◆ Reading passage
'''

For approximately 3,000 years China successfully held the secret of silk and sericulture and held a virtual monopoly on the silk industry. About AD 300 Japan learned the secret of raising silkworms and reeling the filaments from the cocoons.
Throughout history, silk has maintained a position of great prestige and is considered a luxury fiber. It is often called the “queen of fibers”. Perhaps one of the most important contributions silk has made in the history of textiles is that it was responsible for investigation into the possible production of man-made fibers. Scientists observed how the silkworm spun the fibers and believed that people could duplicate the art.
Silk is one of the strongest natural fibers used in creating textile products. It has a tenacity of 2.4 to S. 1 grams per denier when dry. Wet strength is about 80 to 85 percent of the dry strength. Silk has good elasticity and moderate elongation, when it is dry, the elongation varies from 10 to 25 percent; when wet, silk will elongate as much as 33 to 35 percent. At 2 percent elongation the fiber has a 92 percent elastic recovery.
Silk has medium resiliency. Creases will hang out relatively well, but not so quickly or completely as for wool.
The density of specific gravity of silk is cited as 1.25 to 1.34 grams per cubic centimeter, depending on the resource used. Because of the nature of silk, it is possible that the density varies among fibers as well as between the various types of moths that form the fiber. Another source of variation may be due to methods used in determining density. In any case, the density results in the formation of lightweight but strong filaments, yarns and fabrics.
Silk has a relatively high standard moisture regain of 11 percent. At saturation the regain is 25 to 35 percent. This relatively high absorption is helpful in applying dyes and finishes to silk; however, unlike many fibers, silk also absorbs impurities such as metal salts. These contaminants tend to damage silk by weakening the fiber or causing actual ruptures to occur when the fabric is not handled properly.

'''

◆ Given material
'''

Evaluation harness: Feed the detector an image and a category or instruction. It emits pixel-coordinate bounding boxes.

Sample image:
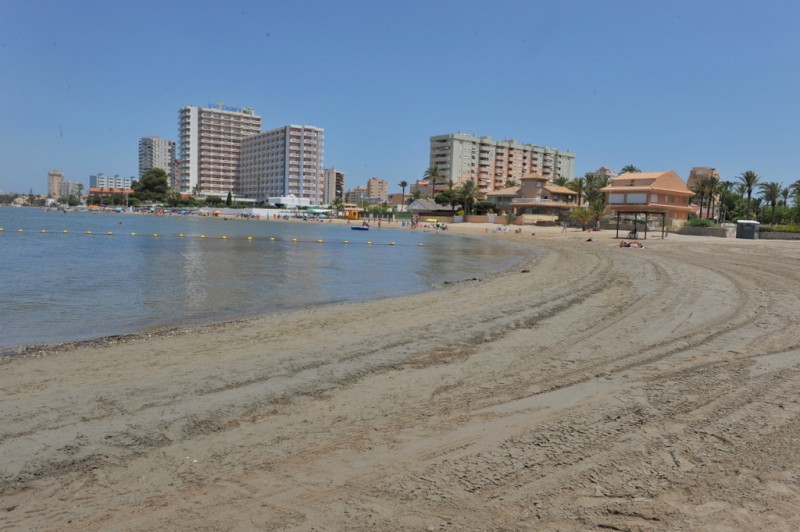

'''

◆ Set of tasks
1. Answer these about the silk passage:
(a) About what year did Japan learn to raise silkworms and reel the filaments from the cocoons?
(b) At 2 percent elongation, how much elastic recovery does the fiber have?
(c) What is the standard moisture regain of silk?
2. Continue the passage on silk after its last sentence.
The listing has nothing to do with what follows.

◆ Responses to the tasks
1.
(a) About AD 300.
(b) 92 percent.
(c) 11 percent.

2.
Silk will ignite and continue to burn when there is another source of flame. After removal from the source, it will sputter and eventually extinguish itself. It leaves a crisp, brittle ash and gives off an odor like that of burning hair or feathers. It bums similarly to wool.
Like other protein fibers, silk has a lower thermal or heat conductivity than cellulosic fibers. This factor coupled with certain methods of construction, creates fabrics that tend to be warmer than comparable fabrics of cellulosic fibers.
Silk is damaged by strong alkalis and will dissolve in heated caustic soda (NaOH); however, silk reacts more slowly than wool, and frequently the identity of the two fibers can be determined
by the speed of solubility in NaOH. Weak alkalis such as soap and ammonia cause little or no damage to silk unless they remain in contact with the fiber for a long time.
Silk protein, like wool, can be decomposed by strong mineral acids. Medium concentrations of hydrochloric acid will dissolve silk, and moderate concentrations of other mineral acids cause fiber contraction and shrinkage. The molecular arrangement in silk permits rapid absorption of acids but tends to hold the acid molecules, so they are difficult to remove. This accounts for some of the acid damage to fibroin that does not occur to keratin. Organic acids do not damage silk and are used in some finishing processes. Some authorities maintain that the scroop of silk – a rustling or crunching sound which used to be considered a natural characteristic, is actually developed by closure to organic acids.
Silk has been the queen of fabrics for centuries. As in the past, it is still used for luxury fabrics and for high-fashion items. It is frequently considered to be a sensuous fabric because of its smooth and soft feel, or hand.
Dry cleaning is the preferred method of care for silk fabrics and products. If handled carefully, however, silk fabrics can be laundered. A mild soap or synthetic detergent in warm, not hot, water should be used, and minimal handling is recommended. Thorough rinsing is required, and the best method for extracting water is to roll the garment in a towel and then hang it in a cool place, out of the sun, to dry. Tumble drying should not be attempted unless a care label specifies that such procedures are acceptable. Silk should be ironed or pressed at medium to low temperatures; steam is acceptable.
When silk requires bleaching, hydrogen peroxide or perborate bleaches must be used, as chlorine bleaches may destroy the silk.
One problem with silk is that body perspiration tends to weaken the fibers and frequently will alter the color. Many deodorants and antiperspirants contain aluminum chloride, which damage silk. It is advisable to wear protective dress shields if perspiration is a serious problem.
Several factors are involved in the demand for silk. It offers an incredible variety in fabric and yam structure. Through dyeing, many beautiful fabrics can be produced. Probably no other fiber is so widely accepted and suitable for various occasions. It is versatile and can be used in almost any type of apparel and in a wide variety of fabrics for home furnishings.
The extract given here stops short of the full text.